Source records
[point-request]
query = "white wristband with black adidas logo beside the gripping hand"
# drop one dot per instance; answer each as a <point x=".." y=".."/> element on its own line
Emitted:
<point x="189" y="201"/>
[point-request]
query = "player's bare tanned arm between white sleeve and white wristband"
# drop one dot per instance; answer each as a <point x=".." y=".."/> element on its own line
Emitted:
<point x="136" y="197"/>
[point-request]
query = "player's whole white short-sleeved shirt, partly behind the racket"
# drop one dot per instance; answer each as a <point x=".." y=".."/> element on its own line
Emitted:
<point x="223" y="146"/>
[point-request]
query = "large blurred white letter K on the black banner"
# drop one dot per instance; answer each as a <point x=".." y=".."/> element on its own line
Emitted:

--- Brief ---
Would you write out the full set of records above without alteration?

--- Solved exercise ---
[point-request]
query = "white wristband with black adidas logo beside the gripping hand"
# drop one dot per instance; answer each as a <point x=".." y=".."/> element on its own line
Emitted:
<point x="189" y="201"/>
[point-request]
query = "player's bare tanned arm between white sleeve and white wristband"
# drop one dot per instance; answer each as a <point x=".." y=".."/> element on its own line
Emitted:
<point x="136" y="197"/>
[point-request]
query = "player's whole white short-sleeved shirt, partly behind the racket"
# drop one dot per instance; answer each as a <point x=".." y=".."/> element on its own line
Emitted:
<point x="223" y="146"/>
[point-request]
query = "large blurred white letter K on the black banner"
# drop one dot per instance; answer each as a <point x=".." y=".."/> element on its own line
Emitted:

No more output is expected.